— start Records to use —

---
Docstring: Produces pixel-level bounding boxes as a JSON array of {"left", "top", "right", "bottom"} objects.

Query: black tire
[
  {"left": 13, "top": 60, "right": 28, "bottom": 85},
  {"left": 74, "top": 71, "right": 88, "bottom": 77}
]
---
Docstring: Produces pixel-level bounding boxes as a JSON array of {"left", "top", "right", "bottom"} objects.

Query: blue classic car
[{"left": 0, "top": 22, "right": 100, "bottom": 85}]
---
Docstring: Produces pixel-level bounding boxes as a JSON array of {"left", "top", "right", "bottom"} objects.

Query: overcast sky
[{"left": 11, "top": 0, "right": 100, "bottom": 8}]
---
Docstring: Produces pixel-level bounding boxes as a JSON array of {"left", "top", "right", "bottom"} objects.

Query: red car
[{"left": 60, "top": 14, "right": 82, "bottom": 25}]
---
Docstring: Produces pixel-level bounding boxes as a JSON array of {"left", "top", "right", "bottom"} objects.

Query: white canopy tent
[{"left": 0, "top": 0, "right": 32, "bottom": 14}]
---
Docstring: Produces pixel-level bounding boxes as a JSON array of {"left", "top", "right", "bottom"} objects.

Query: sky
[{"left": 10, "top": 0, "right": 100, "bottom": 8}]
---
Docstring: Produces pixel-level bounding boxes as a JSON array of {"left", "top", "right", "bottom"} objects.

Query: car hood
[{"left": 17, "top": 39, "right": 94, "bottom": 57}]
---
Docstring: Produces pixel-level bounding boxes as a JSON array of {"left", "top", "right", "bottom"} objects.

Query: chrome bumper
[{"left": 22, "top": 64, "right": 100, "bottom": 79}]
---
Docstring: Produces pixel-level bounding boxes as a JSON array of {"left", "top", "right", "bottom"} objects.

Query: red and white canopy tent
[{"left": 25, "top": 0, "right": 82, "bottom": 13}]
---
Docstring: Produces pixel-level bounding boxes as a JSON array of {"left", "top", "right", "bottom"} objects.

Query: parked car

— end Records to use —

* **Set problem**
From the listing above, pick out every line that contains the string "Query", treating uppercase and lowercase letters as distinct.

* **Result of the task**
Query: black tire
Query: blue classic car
Query: overcast sky
Query: red car
Query: white canopy tent
Query: sky
Query: car hood
Query: chrome bumper
Query: red and white canopy tent
Query: parked car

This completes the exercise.